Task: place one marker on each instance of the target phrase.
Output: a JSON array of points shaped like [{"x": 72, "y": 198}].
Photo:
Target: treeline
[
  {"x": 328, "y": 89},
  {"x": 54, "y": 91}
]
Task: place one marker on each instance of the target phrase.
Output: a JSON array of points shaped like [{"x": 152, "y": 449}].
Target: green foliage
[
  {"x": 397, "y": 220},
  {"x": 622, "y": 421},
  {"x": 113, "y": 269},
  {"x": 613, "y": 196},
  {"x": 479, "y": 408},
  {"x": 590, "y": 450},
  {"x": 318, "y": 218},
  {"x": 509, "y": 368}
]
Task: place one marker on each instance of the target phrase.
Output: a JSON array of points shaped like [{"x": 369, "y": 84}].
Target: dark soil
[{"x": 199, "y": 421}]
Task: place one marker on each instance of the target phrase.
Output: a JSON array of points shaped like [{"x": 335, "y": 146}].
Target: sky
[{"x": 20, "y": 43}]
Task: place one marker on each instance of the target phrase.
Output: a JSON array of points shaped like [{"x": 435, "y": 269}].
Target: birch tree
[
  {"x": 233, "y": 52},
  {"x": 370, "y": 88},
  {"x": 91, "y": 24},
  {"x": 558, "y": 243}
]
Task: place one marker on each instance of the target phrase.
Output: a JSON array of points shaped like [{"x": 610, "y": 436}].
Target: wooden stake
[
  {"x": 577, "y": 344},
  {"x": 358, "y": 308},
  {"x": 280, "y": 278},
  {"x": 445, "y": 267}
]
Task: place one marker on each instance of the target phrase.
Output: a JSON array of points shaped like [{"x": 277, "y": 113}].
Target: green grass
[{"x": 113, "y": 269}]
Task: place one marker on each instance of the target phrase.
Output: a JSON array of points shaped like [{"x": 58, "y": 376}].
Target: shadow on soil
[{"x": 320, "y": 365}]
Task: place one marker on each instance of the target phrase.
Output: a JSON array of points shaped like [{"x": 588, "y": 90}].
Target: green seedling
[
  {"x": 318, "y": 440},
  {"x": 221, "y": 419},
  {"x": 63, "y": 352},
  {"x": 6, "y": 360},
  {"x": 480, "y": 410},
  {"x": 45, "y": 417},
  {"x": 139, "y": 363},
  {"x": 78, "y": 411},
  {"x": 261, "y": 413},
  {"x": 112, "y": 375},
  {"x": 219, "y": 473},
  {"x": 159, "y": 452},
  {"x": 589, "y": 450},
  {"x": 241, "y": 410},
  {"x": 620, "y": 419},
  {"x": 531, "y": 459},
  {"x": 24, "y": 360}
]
::::::::
THE PROBLEM:
Return each line from the records above that contains the word "soil", copying every such line unchanged.

OUTPUT OF THE EXERCISE:
Target: dark soil
Target: shadow on soil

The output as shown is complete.